**YOUR TASK:** Below is a block of data; give all of it again word for word.

**RECORDS PROVIDED:**
● ● ●
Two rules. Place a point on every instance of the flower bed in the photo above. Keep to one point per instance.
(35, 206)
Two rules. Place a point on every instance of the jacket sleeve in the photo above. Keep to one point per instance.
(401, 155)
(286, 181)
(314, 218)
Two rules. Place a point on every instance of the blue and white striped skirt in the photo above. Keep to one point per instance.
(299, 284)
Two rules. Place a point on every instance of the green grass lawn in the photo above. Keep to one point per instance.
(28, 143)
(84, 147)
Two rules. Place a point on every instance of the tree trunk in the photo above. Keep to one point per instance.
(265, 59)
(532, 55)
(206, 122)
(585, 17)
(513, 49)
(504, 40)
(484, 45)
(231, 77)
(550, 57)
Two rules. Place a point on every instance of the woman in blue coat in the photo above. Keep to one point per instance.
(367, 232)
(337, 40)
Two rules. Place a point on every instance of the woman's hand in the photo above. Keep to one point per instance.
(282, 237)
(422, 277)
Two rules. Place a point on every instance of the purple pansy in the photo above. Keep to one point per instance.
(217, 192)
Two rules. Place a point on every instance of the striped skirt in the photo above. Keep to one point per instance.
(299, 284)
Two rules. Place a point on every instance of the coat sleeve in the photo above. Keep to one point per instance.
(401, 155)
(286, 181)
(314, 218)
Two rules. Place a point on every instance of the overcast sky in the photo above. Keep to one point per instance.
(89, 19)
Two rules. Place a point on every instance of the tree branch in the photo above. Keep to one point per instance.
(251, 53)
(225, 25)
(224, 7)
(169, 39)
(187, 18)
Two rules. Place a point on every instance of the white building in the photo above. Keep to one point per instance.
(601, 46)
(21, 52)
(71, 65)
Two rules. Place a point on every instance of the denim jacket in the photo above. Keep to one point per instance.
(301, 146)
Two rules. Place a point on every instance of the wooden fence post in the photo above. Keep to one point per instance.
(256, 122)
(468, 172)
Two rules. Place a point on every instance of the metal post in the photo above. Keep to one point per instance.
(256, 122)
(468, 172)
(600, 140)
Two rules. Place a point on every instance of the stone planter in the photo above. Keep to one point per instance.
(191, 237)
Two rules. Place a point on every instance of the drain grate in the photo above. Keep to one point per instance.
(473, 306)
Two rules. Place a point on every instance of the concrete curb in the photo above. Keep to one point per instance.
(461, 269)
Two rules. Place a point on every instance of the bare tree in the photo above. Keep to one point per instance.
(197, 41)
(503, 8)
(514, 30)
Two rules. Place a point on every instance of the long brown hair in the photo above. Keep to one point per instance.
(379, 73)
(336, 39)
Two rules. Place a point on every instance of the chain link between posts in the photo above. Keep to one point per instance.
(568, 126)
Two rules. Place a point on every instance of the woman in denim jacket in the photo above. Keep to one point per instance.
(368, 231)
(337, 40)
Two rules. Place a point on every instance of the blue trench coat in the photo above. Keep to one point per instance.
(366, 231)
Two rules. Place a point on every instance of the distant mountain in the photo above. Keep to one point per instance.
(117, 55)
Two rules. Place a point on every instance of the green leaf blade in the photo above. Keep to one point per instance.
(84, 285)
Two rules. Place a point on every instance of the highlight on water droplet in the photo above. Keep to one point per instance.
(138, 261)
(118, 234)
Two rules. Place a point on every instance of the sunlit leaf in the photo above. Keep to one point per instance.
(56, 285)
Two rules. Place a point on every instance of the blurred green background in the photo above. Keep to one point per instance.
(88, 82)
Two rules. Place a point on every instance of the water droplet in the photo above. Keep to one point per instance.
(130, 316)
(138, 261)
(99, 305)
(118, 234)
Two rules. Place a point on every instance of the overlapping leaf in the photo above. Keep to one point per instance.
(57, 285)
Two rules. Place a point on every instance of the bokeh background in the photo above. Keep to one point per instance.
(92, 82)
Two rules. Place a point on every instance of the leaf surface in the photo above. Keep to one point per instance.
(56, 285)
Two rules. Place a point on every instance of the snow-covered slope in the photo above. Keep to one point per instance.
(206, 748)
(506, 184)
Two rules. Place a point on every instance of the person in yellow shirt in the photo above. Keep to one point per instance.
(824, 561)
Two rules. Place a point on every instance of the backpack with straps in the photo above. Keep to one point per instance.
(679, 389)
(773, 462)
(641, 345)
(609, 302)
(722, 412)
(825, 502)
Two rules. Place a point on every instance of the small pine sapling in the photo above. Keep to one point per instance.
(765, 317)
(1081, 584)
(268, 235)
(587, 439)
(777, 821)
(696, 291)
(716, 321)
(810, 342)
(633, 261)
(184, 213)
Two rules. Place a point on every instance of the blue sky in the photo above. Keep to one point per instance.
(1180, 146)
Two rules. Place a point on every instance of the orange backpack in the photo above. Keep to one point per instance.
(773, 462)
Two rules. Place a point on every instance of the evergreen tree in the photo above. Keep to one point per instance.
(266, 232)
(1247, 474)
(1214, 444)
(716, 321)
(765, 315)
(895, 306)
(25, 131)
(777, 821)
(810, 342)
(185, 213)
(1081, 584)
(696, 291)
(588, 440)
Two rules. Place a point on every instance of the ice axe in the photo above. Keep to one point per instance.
● ● ●
**EXERCISE OUTPUT:**
Two rules. Place a point on every instance of the flower bed in the photo above. Keep to one point per instance.
(35, 206)
Two rules. Place a point on every instance of the jacket sleeve in the photo above. Keep to one point per instance.
(401, 155)
(286, 181)
(314, 218)
Two rules. Place a point on every instance of the blue and white striped skirt in the photo above. Keep to one point per instance.
(299, 284)
Two rules. Place a point on every instance of the green grass lawn in the photo above. Keep to one point per instance.
(28, 143)
(84, 147)
Two rules. Place a point on every instance of the tree trunk in the photo above. Keep to one point per instance.
(265, 59)
(532, 55)
(206, 122)
(585, 17)
(513, 49)
(504, 40)
(484, 45)
(231, 77)
(550, 57)
Two rules. Place a point on every instance of the woman in blue coat in the photo above. Keep to one point per instance.
(367, 232)
(337, 40)
Two rules. Place a point on every instance of the woman's hand in the photo above. Keep to one point per instance.
(282, 237)
(422, 277)
Two rules. Place a point on every instance of the purple pansy in the photo above. Keep to one point per instance.
(217, 192)
Two rules. Place a point on every instance of the striped skirt in the photo above. Keep to one point per instance.
(299, 284)
Two rules. Place a point on every instance of the coat sleeve in the photo above. Keep to one point per instance.
(401, 155)
(286, 181)
(314, 218)
Two rules. Place a point on every instance of the overcast sky in the photo above. Keep to one point per instance.
(89, 19)
Two rules. Place a point on every instance of the tree branch in the photo above. Keep to one point per instance.
(251, 53)
(225, 25)
(224, 7)
(169, 39)
(187, 18)
Two rules. Place a point on every instance of the white building in the photo above. Keep to one point per instance.
(601, 46)
(21, 52)
(71, 65)
Two rules. Place a point on every instance of the denim jacket in the photo above. Keep to one point per instance.
(301, 146)
Two rules. Place a point on every instance of the wooden fence post in the photo above. Keep to one point per instance.
(256, 122)
(468, 172)
Two rules. Place a point on every instance of the metal post in the photo above. Keep to one point per instance.
(256, 122)
(468, 172)
(600, 140)
Two rules. Place a point on every instance of the stone planter in the photo above. Keep to one point per instance.
(191, 237)
Two rules. Place a point on every instance of the drain grate in the photo above. Keep to one point per instance.
(473, 306)
Two rules. Place a point on every instance of the concrete curb in the photo above. Keep to one point per instance.
(461, 269)
Two rules. Place a point on every instance of the bare tree in the photo above. Keep to one point per instance.
(197, 41)
(503, 8)
(514, 30)
Two rules. Place a point on every instance of the long brown hair in the photo above. Keep to one point per instance.
(379, 73)
(336, 39)
Two rules. Place a point on every instance of the chain link between posts in the photo above. Keep to one point per instance.
(568, 126)
Two rules. Place a point on every instance of the woman in denim jacket in the photo above. Keep to one point per instance.
(368, 231)
(337, 40)
Two rules. Place a point on every instance of the blue trench coat in the photo above. Keep to one point per instance.
(366, 231)
Two rules. Place a point on every instance of the distant mountain in the photo above. Keep to one point per instance.
(117, 55)
Two rules. Place a point on every instance of the green leaf blade in the photo above. Keep to one point per instance.
(84, 285)
Two rules. Place a point on every instance of the highlight on water droplet in the photo above. Keep to one point per instance.
(138, 261)
(118, 234)
Two rules. Place a point on every instance of the sunlit leaf in the photo above. Keep to one point per instance.
(56, 285)
Two rules. Place a point on every instance of the blurred green background in the photo above. Keep to one point per instance.
(88, 82)
Two rules. Place a point on every instance of the water droplet in the photo above. Keep to one point per instance.
(130, 316)
(138, 261)
(99, 305)
(118, 234)
Two rules. Place a point on every instance of the overlapping leaf in the photo above. Keep to one point per instance.
(57, 285)
Two rules. Place a point on every instance of the bokeh background in the photo above. Keep to one point per instance.
(92, 82)
Two rules. Place a point on every instance of the leaf surface in the photo above. Keep to one point per instance.
(56, 285)
Two rules. Place a point on every instance of the snow-covered slope in the photo above. Keep to one point per instance.
(206, 748)
(506, 184)
Two rules. Place a point on every instance of the person in yellow shirt in the photo above. Keep to one point per instance.
(824, 561)
Two rules. Place a point on every instance of the backpack with straps in the photo above. Keep to one point per instance.
(679, 389)
(773, 462)
(641, 345)
(609, 302)
(722, 412)
(825, 502)
Two rules. Place a point on every instance of the small pine sapling in the photo above. Keep to one point per instance.
(765, 317)
(1081, 584)
(268, 235)
(587, 439)
(777, 821)
(696, 291)
(716, 321)
(810, 342)
(633, 261)
(184, 213)
Two rules. Place a point on every instance of the blue sky in the photo above. Keep to one point per instance.
(1180, 146)
Two rules. Place a point on every instance of the orange backpack in the photo above. Keep to one point per instance.
(773, 462)
Two rules. Place a point on every instance of the evergreen tree in the photo above. Keep to one point per instance.
(266, 232)
(1247, 474)
(1214, 444)
(716, 321)
(765, 315)
(895, 306)
(25, 131)
(777, 821)
(810, 342)
(185, 213)
(1081, 584)
(696, 291)
(588, 440)
Two rules. Place a point on every instance of the ice axe in the photo above. Keep to one point per instance.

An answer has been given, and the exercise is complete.